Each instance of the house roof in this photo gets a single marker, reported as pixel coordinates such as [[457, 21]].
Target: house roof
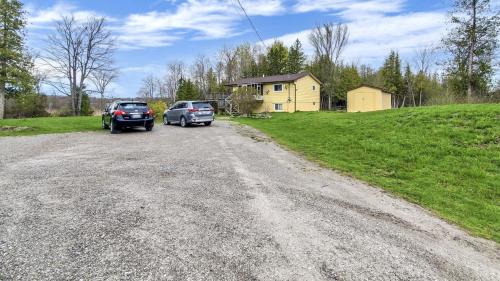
[[271, 79]]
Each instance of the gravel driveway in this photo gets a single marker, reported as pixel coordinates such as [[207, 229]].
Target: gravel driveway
[[210, 203]]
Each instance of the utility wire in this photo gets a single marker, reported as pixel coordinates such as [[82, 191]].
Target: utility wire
[[251, 23]]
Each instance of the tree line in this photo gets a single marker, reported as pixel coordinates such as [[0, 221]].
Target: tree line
[[79, 58], [460, 69]]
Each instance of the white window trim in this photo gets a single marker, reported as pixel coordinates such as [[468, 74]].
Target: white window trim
[[282, 86]]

======

— REQUEST —
Please rewrite only the entries between the lines holding "Each instance of the gravel" and "[[79, 58], [460, 69]]", inclusive, swapping "marker" for "pin" and leaving everything else unchanged.

— EXERCISE ANSWER —
Each instance of the gravel driveway in this photo gets a single pin, reported as pixel coordinates such as [[207, 229]].
Target: gravel driveway
[[210, 203]]
Each instance of the utility wire in this photo gets a single pin, reported as pixel coordinates such as [[82, 191]].
Target: utility wire
[[251, 23]]
Each instance of the tree line in this photo gets a single pin, reported as pixel coordinates such as [[0, 221]].
Target: tree line
[[79, 58], [460, 69]]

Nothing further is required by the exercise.